## [Work request]
How many of the lines below contain the string "target"? Reply with the number alone.

## [Data for analysis]
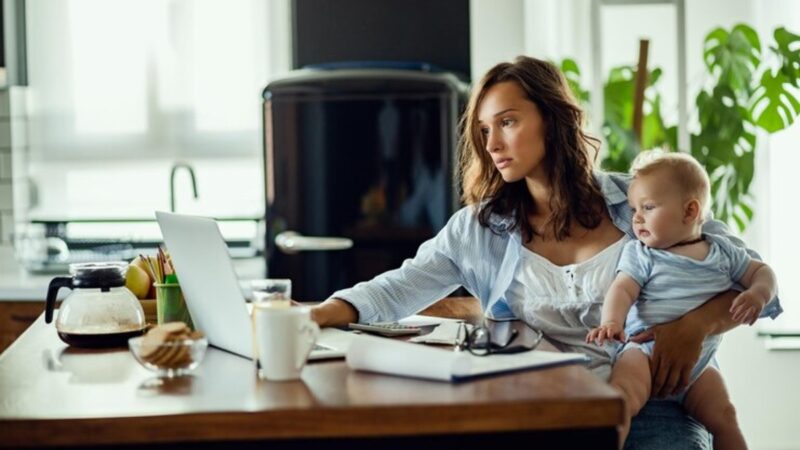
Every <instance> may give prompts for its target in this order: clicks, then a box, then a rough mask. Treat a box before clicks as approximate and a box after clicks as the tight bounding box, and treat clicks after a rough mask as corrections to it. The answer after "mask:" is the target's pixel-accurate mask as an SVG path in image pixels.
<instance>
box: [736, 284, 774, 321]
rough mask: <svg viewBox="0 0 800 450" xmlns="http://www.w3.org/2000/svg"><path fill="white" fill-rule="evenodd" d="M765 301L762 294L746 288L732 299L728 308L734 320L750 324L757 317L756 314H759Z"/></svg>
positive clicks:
--
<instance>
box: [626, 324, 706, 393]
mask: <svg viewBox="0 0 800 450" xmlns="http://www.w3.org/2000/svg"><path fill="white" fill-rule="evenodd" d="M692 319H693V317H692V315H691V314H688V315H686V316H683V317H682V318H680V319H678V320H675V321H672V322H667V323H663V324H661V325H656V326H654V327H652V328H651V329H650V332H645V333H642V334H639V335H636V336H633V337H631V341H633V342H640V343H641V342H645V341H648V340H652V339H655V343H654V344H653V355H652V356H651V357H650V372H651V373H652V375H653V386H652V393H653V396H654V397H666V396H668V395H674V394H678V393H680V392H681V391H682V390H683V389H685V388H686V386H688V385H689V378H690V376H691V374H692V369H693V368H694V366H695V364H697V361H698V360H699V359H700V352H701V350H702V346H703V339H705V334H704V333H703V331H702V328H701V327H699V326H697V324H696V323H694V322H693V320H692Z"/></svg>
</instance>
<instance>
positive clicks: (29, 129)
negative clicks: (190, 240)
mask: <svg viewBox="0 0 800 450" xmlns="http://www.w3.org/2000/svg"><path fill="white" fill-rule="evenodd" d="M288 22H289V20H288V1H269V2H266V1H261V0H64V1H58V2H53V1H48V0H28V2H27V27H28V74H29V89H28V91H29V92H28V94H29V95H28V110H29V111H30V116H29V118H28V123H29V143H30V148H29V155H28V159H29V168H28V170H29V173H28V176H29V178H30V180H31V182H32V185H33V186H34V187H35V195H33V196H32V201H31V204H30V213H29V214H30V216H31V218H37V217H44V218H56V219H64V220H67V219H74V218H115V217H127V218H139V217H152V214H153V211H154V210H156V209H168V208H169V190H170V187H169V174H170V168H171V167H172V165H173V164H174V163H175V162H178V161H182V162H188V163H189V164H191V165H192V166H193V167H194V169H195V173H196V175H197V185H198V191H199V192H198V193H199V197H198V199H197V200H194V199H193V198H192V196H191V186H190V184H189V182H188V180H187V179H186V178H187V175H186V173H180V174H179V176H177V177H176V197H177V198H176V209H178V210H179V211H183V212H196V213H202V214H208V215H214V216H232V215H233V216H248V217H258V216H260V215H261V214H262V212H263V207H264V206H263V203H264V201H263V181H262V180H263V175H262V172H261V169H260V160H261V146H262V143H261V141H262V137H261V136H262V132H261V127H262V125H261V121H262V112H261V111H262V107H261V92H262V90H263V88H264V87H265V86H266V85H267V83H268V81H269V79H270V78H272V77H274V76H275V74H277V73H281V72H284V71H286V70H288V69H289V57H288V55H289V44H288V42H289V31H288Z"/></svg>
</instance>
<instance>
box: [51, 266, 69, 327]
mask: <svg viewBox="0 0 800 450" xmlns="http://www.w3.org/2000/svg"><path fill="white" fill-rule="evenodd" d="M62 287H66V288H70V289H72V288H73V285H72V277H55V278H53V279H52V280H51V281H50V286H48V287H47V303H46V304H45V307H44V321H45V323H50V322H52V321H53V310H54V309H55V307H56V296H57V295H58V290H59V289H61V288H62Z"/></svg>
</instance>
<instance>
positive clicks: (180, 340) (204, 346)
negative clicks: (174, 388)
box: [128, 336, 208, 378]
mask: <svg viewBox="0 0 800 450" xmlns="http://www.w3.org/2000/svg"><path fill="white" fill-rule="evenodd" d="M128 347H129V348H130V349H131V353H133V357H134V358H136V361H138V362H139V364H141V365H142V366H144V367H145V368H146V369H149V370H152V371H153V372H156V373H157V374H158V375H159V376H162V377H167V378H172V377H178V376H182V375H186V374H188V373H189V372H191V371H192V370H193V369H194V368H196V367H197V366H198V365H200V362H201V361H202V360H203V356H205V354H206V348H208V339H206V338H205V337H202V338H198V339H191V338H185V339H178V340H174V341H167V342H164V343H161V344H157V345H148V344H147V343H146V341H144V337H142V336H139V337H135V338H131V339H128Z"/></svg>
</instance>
* * *
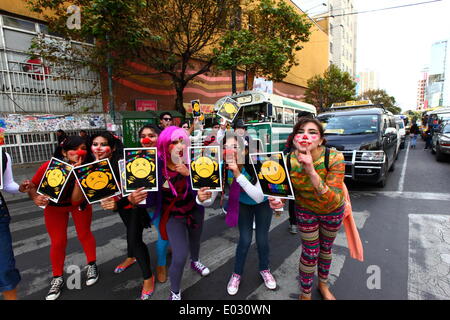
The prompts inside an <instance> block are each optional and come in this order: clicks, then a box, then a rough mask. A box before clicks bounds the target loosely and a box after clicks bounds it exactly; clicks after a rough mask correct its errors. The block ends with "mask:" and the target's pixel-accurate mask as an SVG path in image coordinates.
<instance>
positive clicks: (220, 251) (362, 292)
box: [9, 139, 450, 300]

## [Result]
2